Rewrite the records starting with the line containing "Target: distant mountain range" and going on through the line containing "[[[712,57],[664,64],[633,88],[675,98],[712,100]]]", replacing "whole pixels" with "integer pixels" and leaving everything else unchanged. Leave the pictures out of your answer.

Provided material:
◇ ◇ ◇ ◇
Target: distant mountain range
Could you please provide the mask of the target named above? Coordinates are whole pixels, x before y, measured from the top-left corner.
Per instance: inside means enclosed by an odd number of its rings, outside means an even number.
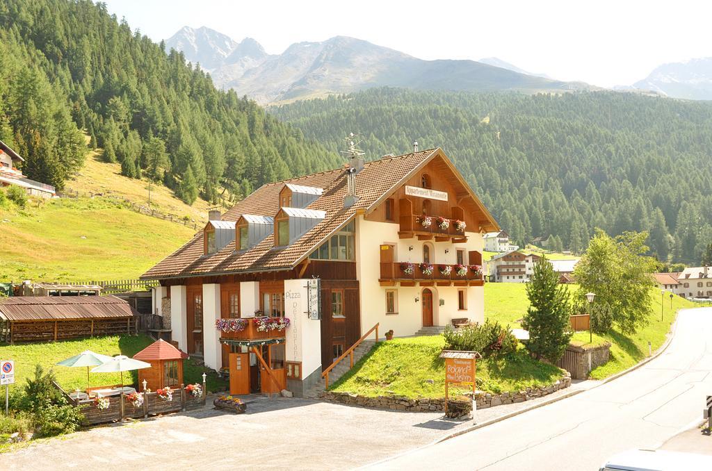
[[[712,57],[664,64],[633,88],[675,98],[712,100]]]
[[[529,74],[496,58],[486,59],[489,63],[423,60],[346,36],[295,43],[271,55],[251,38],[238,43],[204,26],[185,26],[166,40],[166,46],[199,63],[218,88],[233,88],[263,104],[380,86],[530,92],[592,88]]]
◇ ◇ ◇ ◇
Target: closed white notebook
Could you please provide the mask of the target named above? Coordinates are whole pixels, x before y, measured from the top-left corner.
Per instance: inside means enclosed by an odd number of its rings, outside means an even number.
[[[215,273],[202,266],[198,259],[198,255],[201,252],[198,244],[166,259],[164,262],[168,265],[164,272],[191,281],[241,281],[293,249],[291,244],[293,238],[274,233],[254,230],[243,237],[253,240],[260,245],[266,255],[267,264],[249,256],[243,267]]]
◇ ◇ ◇ ◇
Result of this exercise:
Target: distant mountain range
Could you please provide the mask of the target named above? Coordinates are integer pixels, x before y, measured from the top-left corner.
Per instance: inside means enclosed by an odd number of its rings, outside means an even number.
[[[712,57],[664,64],[633,88],[675,98],[712,100]]]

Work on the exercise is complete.